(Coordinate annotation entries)
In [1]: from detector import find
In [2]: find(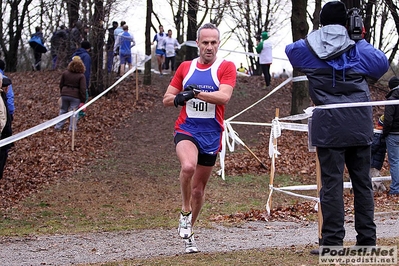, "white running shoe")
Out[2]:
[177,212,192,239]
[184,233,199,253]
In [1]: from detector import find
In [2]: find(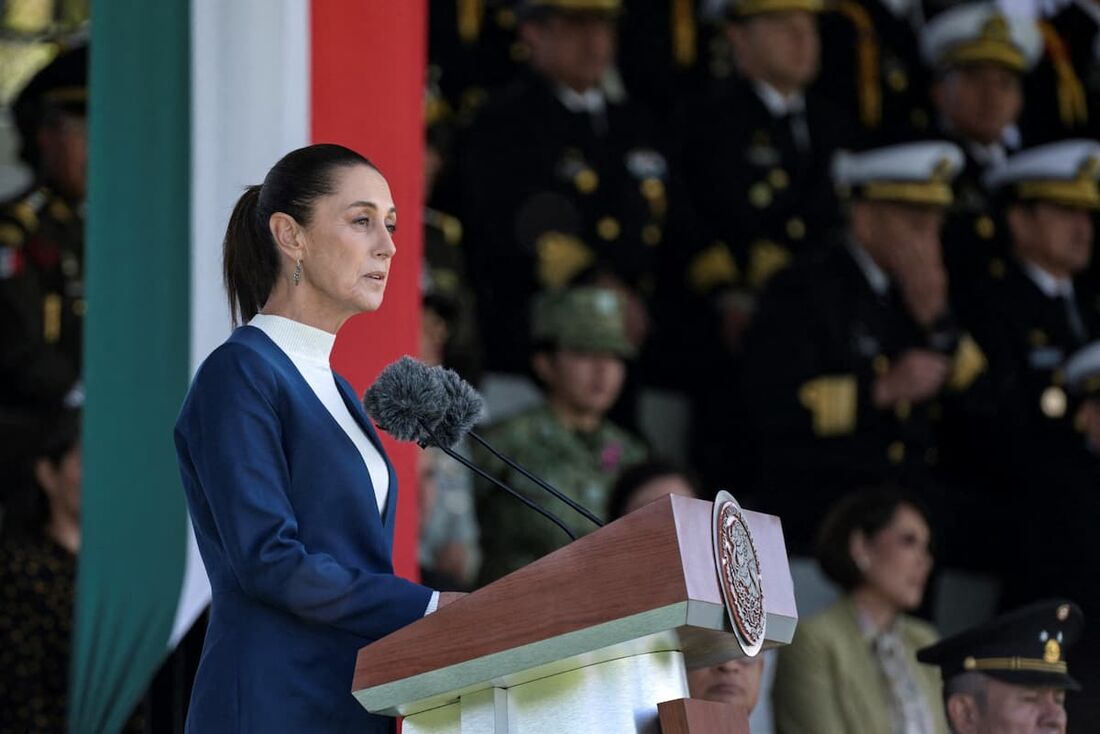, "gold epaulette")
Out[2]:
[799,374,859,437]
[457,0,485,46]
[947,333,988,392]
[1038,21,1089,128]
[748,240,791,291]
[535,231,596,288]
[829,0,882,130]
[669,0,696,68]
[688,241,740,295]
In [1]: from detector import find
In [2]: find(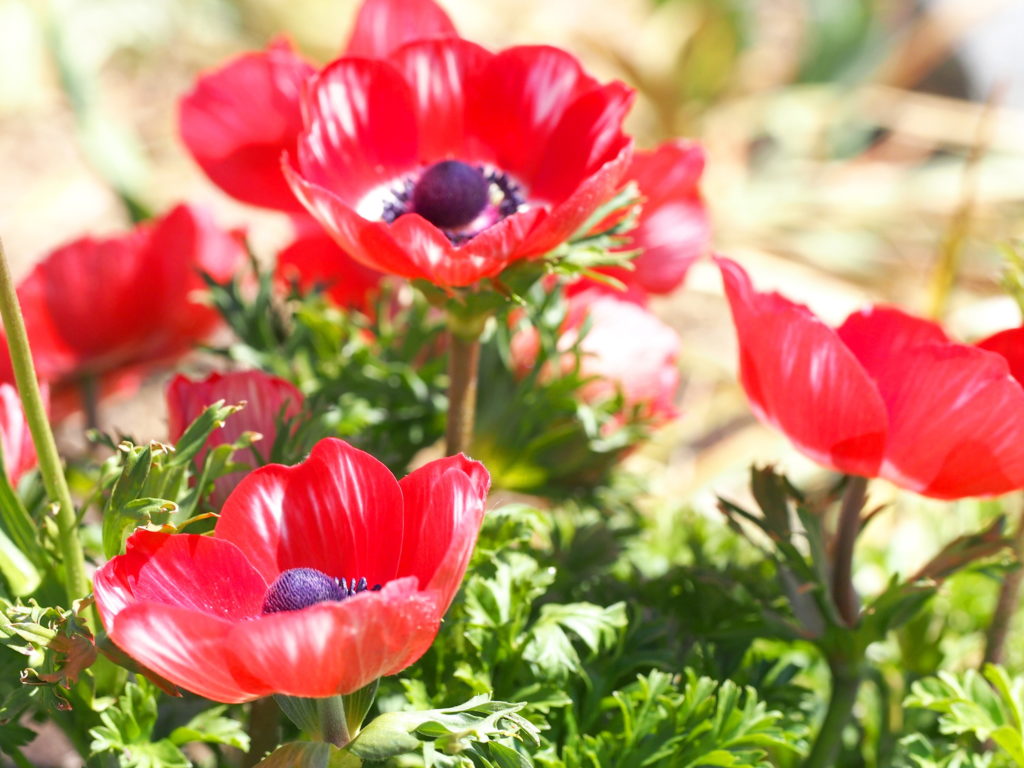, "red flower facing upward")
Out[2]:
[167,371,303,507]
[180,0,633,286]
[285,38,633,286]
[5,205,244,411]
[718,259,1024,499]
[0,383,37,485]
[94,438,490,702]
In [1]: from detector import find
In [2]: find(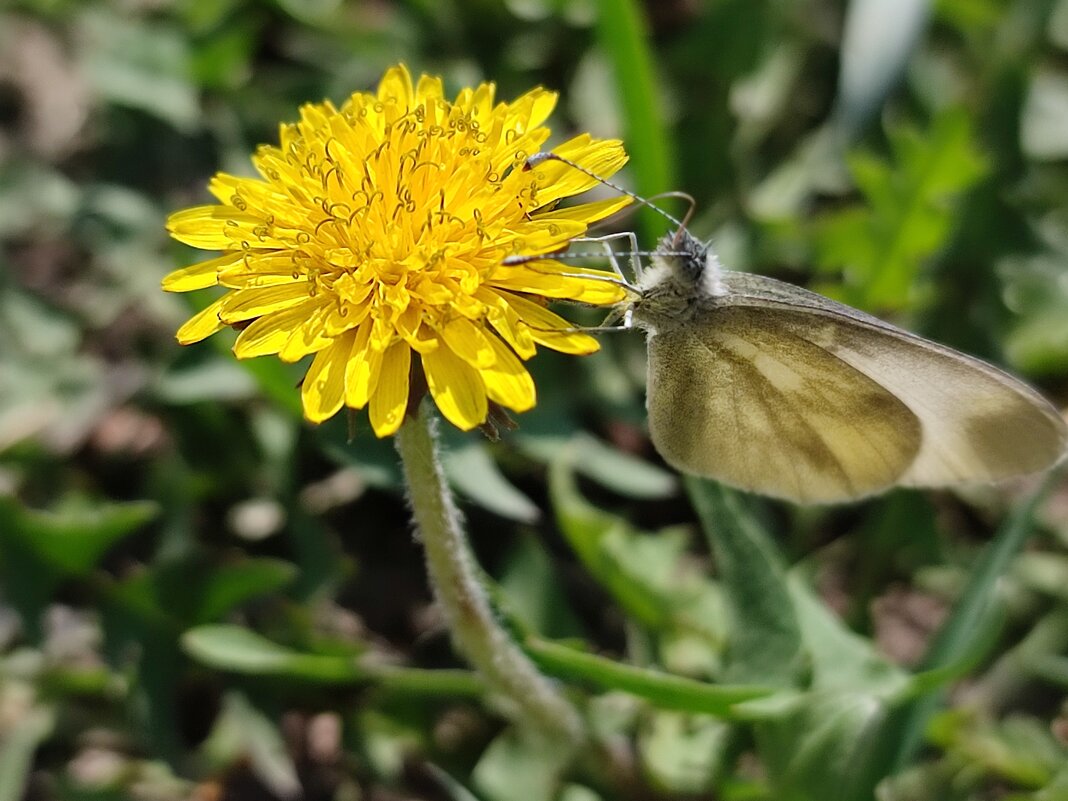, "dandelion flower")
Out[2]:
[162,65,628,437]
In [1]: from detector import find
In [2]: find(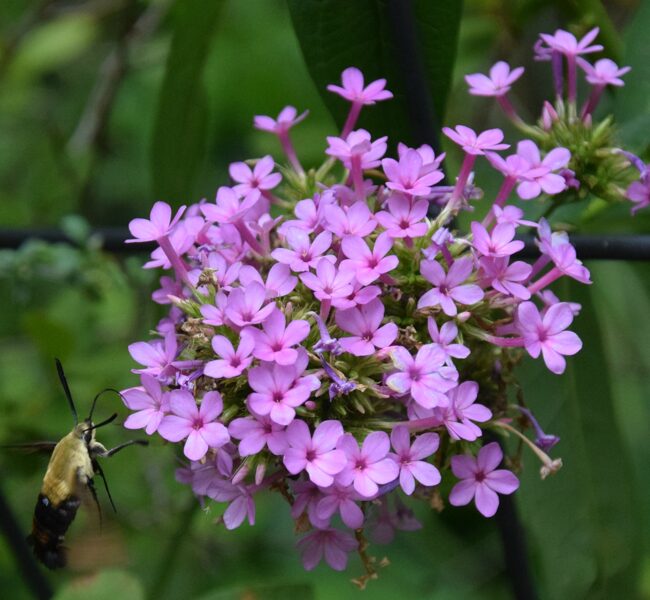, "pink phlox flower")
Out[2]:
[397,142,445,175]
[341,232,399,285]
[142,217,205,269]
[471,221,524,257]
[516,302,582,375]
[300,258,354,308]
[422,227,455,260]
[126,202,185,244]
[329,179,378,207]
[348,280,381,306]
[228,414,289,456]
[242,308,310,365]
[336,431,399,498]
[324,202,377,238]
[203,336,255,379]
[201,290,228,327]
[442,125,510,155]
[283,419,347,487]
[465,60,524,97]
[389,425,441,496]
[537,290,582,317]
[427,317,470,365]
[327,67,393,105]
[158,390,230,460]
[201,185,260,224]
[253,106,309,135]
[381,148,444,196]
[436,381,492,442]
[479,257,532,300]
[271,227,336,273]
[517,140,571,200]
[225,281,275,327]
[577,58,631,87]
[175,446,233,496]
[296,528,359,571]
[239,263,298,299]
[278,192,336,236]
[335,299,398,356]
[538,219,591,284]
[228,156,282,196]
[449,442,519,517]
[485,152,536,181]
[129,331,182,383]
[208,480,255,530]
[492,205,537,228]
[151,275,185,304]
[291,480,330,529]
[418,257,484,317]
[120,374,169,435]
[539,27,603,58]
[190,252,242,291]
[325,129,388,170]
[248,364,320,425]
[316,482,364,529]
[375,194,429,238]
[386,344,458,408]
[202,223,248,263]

--

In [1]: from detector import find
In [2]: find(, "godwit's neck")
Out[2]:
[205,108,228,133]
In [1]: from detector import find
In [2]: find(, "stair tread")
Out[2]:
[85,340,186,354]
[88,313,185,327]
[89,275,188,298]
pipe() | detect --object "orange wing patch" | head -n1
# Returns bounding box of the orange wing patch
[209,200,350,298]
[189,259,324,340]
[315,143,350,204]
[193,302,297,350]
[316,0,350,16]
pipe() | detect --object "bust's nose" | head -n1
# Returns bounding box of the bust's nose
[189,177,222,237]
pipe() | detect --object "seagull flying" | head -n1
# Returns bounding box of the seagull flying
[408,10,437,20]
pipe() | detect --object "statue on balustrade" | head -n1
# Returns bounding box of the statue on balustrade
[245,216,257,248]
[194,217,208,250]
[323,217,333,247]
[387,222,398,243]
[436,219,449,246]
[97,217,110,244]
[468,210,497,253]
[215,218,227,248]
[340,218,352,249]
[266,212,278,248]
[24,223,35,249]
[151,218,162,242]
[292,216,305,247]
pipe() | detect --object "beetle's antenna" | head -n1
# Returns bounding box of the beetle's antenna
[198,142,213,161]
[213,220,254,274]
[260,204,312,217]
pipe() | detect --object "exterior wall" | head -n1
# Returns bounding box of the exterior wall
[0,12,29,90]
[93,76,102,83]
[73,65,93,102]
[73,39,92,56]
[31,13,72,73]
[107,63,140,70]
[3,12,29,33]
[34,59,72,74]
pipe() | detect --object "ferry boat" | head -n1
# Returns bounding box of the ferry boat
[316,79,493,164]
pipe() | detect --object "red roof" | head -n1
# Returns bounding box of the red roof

* * *

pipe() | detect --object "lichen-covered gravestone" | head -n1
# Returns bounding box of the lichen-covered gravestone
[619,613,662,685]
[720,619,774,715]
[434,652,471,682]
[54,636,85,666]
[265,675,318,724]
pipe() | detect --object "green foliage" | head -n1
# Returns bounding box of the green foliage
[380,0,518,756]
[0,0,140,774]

→ **Task**
Please count the lines in the data above that contain the string "covered". Give only the number.

→ **Answer for the task**
2